>>>>
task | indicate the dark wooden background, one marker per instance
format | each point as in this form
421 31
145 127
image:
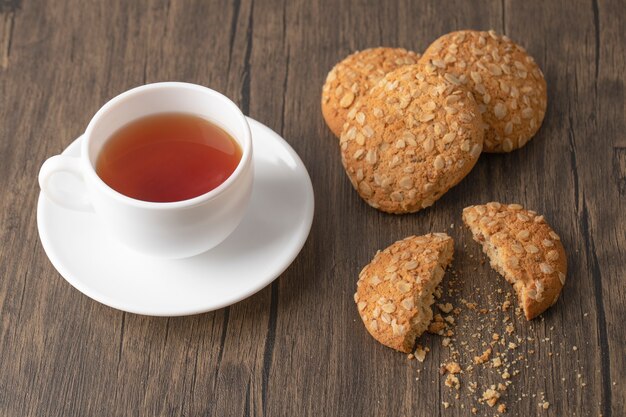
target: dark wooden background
298 347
<<<<
=== Task statement ===
Can you give the whole listing above as a JSON list of strings, one string per line, with blank lines dropped and the pictures left out?

=== Full response ===
[
  "task | indicate the dark wooden background, one marker per instance",
  "format | each point as in this form",
  "421 31",
  "145 127",
  "image:",
  "target: dark wooden background",
  "298 347"
]